Gont
A Go network testing toolkit
Introduction
What does Gont do?
- Software-defined virtual networking for testing
- Define hosts, switches, routers in a single host
- Reentrancy
- Reproducibility
- Inspired by Mininet
Mininet
Mininet creates a realistic virtual network, running real kernel, switch and application code, on a single machine (VM, cloud or native)
-- mininet.org
Mininet
- Written in Python 2
- Lacking active maintainer
- Focus on SDN: OpenFlow controllers
- No SSL cert on homepage?!
→ We need something better
Why?
- Describe network toplogies quickly in code
- Automate contruction of complex topolgies
- Unit / CI testing
- Parallel test execution
- Example use-cases
- VPN / network tools development
- SDN Openflow controller development
- Wireguard Interactive Connectivity Establishment (WICE)
A little detour:
Namespaces
What are Linux namespaces?
◆ ◆ ◆ ◆ ◆ ◆ ◆
WORK TO DO:
1. Set down the Gont text from "- Software-defined virtual" up to and including "cert on homepage?!".
2. According to the Gont text, which language is Mininet written in?

DATASET CONTENT:
◆ ◆ ◆ ◆ ◆ ◆ ◆
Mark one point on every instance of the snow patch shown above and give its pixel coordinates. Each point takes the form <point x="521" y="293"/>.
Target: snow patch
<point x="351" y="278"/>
◆ ◆ ◆ ◆ ◆ ◆ ◆
SOLUTIONS:
1.
- Software-defined virtual networking for testing
- Define hosts, switches, routers in a single host
- Reentrancy
- Reproducibility
- Inspired by Mininet
Mininet
Mininet creates a realistic virtual network, running real kernel, switch and application code, on a single machine (VM, cloud or native)
-- mininet.org
Mininet
- Written in Python 2
- Lacking active maintainer
- Focus on SDN: OpenFlow controllers
- No SSL cert on homepage?!

2. Python 2